WORK ORDER | Omitting all images, transcribe the entries word for word.

** Opening STUDY MATERIAL block **

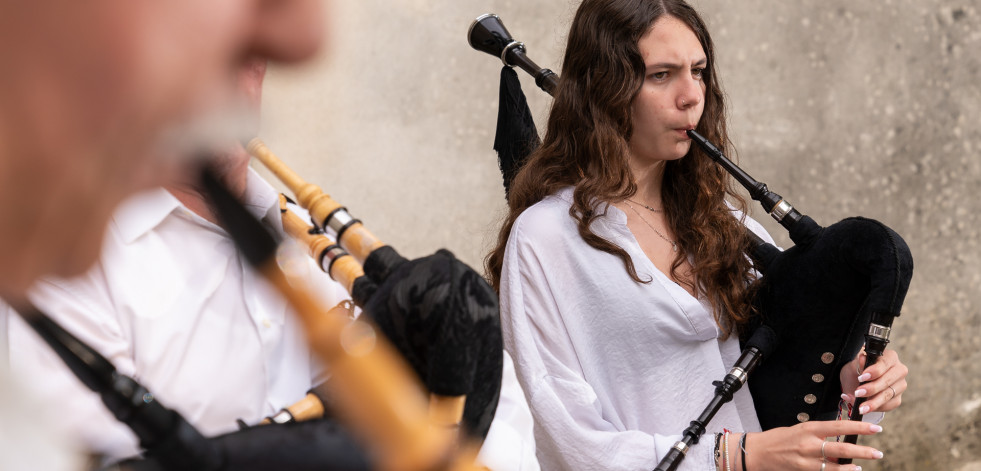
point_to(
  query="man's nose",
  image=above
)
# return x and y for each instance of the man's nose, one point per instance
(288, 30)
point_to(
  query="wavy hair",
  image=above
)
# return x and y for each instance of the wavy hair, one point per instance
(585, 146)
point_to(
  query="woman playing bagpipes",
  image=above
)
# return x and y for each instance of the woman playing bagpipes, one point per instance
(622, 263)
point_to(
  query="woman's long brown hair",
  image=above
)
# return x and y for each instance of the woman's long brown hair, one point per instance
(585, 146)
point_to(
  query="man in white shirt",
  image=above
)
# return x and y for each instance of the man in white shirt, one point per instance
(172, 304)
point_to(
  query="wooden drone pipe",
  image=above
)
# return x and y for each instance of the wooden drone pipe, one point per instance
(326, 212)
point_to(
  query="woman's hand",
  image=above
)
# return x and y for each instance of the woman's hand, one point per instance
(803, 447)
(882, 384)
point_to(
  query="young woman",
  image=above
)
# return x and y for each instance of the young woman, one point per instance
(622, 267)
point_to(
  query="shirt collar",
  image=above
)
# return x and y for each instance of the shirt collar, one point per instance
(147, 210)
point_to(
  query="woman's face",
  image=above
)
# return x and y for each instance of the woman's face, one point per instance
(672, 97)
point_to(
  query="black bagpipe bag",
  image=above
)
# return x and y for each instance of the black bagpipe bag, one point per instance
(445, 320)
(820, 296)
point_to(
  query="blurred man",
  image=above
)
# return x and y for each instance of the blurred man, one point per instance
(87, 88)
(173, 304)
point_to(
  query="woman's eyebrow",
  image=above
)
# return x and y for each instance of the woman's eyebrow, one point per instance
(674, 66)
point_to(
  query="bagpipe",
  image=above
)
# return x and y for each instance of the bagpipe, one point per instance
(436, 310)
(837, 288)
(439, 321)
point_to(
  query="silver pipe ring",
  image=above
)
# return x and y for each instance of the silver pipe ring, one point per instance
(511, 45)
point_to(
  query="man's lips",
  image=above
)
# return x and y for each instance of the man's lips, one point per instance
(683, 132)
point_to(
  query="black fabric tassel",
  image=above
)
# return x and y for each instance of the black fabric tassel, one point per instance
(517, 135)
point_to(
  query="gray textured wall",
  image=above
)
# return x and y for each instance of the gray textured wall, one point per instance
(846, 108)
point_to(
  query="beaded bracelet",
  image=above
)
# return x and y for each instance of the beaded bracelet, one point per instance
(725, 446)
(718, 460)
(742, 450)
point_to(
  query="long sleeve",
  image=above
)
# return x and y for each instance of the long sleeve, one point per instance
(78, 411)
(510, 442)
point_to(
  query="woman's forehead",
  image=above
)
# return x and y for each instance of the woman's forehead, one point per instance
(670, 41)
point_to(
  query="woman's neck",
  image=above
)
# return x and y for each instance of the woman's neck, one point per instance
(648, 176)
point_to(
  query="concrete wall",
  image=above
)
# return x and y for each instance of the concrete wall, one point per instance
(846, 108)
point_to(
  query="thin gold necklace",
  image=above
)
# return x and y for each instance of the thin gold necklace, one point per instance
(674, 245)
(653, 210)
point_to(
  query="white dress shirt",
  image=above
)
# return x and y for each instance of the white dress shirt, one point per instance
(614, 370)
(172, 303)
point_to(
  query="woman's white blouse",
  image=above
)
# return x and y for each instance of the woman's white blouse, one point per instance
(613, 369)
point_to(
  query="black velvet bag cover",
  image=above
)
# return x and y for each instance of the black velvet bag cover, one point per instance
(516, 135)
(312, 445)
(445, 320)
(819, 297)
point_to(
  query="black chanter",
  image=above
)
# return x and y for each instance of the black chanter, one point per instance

** Closing STUDY MATERIAL block **

YOUR RESPONSE |
point_to(
  query="man's nose",
  image=above
)
# return x and y for each instance of the man's nose, one point per instance
(288, 30)
point_to(
  query="wavy hair",
  image=above
)
# return x and y for each instance of the wavy hair, one point per instance
(585, 146)
point_to(
  query="woman playing bagpipes",
  image=above
)
# return x and y for each instance of the woman playing bagpipes, one point per instance
(622, 263)
point_to(
  query="woman's long brown hair",
  image=above
)
# return x and y for each instance of the woman's long brown hair, one point per instance
(585, 146)
point_to(
  query="man in white shirt",
  image=above
)
# return x and y for each instance of the man in white shirt, one point per instance
(172, 304)
point_to(
  query="wooden drone pipe",
  image=above
)
# return x and y for each instance of the wooden drone pipe, one point per instance
(326, 212)
point_to(
  query="woman's hand",
  image=above
)
# return x and y for each instance of the woman's hand, one point per instance
(803, 447)
(882, 384)
point_to(
  query="young woman",
  image=above
)
# return x and y for each instance of the young woman, one point per instance
(622, 267)
point_to(
  query="shirt collar",
  image=above
)
# return x and y for each instance of the shirt collar, one point per instance
(147, 210)
point_to(
  query="woman's face",
  image=above
)
# return x and y for each instance of the woman's face, one point per instance
(672, 97)
point_to(
  query="black bagpipe bag",
  image=above
)
# return x and y for each instance of the black bagpipe bag, one point per instance
(445, 320)
(820, 296)
point_to(
  query="blurred man",
  image=above
)
# return x and y for each instance of the blurred man, one point per instance
(87, 88)
(173, 304)
point_to(
  query="woman's eyebrow",
  image=above
)
# return x and y for each instance of the woman's eyebrow, one point per instance
(674, 66)
point_to(
  query="bagpipe",
  image=above
)
# return x and y for each instance of the bagpipe, one point per instance
(436, 310)
(837, 288)
(439, 321)
point_to(
  query="silver pipe ring",
  image=above
)
# return x and y for each instance of the silver pipe ring, one point per instance
(511, 45)
point_to(
  query="man's lips",
  image=above
)
# return x and y for each instance of the man's lips, one point per instance
(683, 132)
point_to(
  query="black fabric tassel",
  image=above
)
# return x and y for each instance of the black fabric tassel, one point per instance
(517, 135)
point_to(
  query="gray textured wall",
  image=above
)
# return x and y for each instance of the gray textured wall, one point per instance
(846, 108)
point_to(
  query="beaded bracelet",
  image=above
)
# return x and y for each instance of the beaded bracelet, one point per instance
(725, 446)
(718, 460)
(742, 450)
point_to(
  query="long sleeve",
  image=above
)
# return x and y for each instance of the long sleeve, one point per instance
(78, 411)
(510, 442)
point_to(
  query="woman's forehead",
  image=above
)
# return x and y for each instance of the woman's forehead, one point per instance
(670, 41)
point_to(
  query="woman's neck",
  image=above
)
# return x and y for each instance of the woman's neck, one point per instance
(648, 176)
point_to(
  query="concrete wall",
  image=above
)
# return x and y for each instance of the concrete wall, one point per instance
(846, 108)
point_to(
  query="thin gold necklace",
  image=above
)
# return x and y for each instance of the thin gold necklace, one point per instance
(674, 245)
(653, 210)
point_to(
  query="white dress shirt",
  image=above
)
# return x and y for each instance of the white dress shirt, one point per instance
(614, 370)
(172, 303)
point_to(
  query="woman's white blouse",
  image=above
)
# return x and y for each instance of the woman's white blouse, one point per instance
(613, 369)
point_to(
  query="black velvet bag cover",
  image=above
)
# return x and y for each instance of the black velvet bag cover, one point per instance
(516, 135)
(312, 445)
(445, 320)
(819, 297)
point_to(
  query="black chanter",
  image=above
)
# return x and y for each instance of the black chanter, one point per instance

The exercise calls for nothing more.